Work to be completed
Reproduce word for word everything in the Hodgkin family excerpt from "Sir Alan Lloyd" down to "houses and schools.".

Excerpt provided

Sir Alan Lloyd Hodgkin (1914 – 1998) was an English physiologist and biophysicist, who shared the 1963 Nobel Prize in Physiology or Medicine with Andrew Huxley and John Eccles. He married Marion Rous in 1944, daughter of American pathologist Francis Peyton Rous, who won the 1966 Nobel Prize in Physiology or Medicine. Their son Jonathan Hodgkin became a molecular biologist at Cambridge University.

===Ernest Pease Hodgkin===
Ernest Pease Hodgkin (1908 – 1998) was a renowned medical entomologist and marine biologist. Born in Madagascar as a descendant of the Pease family he studied malarial transmission in Malaysia, was a prisoner of war in Changi prison, and became the foremost expert on Western Australian river ecology and founded many of the Australian Quaker meeting houses and schools.

== The sixth generation ==
===Howard Hodgkin===
Sir Gordon Howard Eliot Hodgkin CH CBE (1932 – 2017) was a British painter.

===Joanna Hodgkin===
Joanna Hodgkin (born 1947) is a British novelist known primarily for mysteries who has published under both her maiden name Joanna Hodgkin and her married name Joanna Hines. She is also the biographer of her mother, Nancy Isobel Myers, who was the much-abused first wife of the writer Lawrence Durrell.

===Jonathan Hodgkin===
Jonathan Alan Hodgkin (born 1949) is a British biochemist, Professor of Genetics at the University of Oxford, and an emeritus fellow of Keble College, Oxford.

Record extracts
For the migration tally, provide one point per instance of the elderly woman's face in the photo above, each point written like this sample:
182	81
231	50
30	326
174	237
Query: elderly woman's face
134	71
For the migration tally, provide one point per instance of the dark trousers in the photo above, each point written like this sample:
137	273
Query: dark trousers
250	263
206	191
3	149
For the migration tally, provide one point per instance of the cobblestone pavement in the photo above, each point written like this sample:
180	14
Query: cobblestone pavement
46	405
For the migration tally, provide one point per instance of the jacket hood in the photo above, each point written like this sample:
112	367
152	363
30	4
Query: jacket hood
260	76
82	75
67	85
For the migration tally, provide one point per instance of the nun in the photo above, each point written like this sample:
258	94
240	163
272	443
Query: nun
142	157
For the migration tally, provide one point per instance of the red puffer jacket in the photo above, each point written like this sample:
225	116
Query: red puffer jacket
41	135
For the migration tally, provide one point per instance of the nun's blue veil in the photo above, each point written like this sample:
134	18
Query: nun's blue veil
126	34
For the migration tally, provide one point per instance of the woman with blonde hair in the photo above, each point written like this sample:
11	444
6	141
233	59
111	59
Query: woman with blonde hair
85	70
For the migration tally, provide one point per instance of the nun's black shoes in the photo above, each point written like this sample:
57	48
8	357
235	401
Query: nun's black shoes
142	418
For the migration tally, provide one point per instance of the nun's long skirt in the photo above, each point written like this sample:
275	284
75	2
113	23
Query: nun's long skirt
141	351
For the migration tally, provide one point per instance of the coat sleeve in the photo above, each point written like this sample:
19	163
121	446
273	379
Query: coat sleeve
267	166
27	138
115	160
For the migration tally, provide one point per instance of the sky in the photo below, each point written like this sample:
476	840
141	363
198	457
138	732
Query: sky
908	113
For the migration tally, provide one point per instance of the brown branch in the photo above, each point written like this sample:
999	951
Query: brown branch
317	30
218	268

Exercise response
Sir Alan Lloyd Hodgkin (1914 – 1998) was an English physiologist and biophysicist, who shared the 1963 Nobel Prize in Physiology or Medicine with Andrew Huxley and John Eccles. He married Marion Rous in 1944, daughter of American pathologist Francis Peyton Rous, who won the 1966 Nobel Prize in Physiology or Medicine. Their son Jonathan Hodgkin became a molecular biologist at Cambridge University.

===Ernest Pease Hodgkin===
Ernest Pease Hodgkin (1908 – 1998) was a renowned medical entomologist and marine biologist. Born in Madagascar as a descendant of the Pease family he studied malarial transmission in Malaysia, was a prisoner of war in Changi prison, and became the foremost expert on Western Australian river ecology and founded many of the Australian Quaker meeting houses and schools.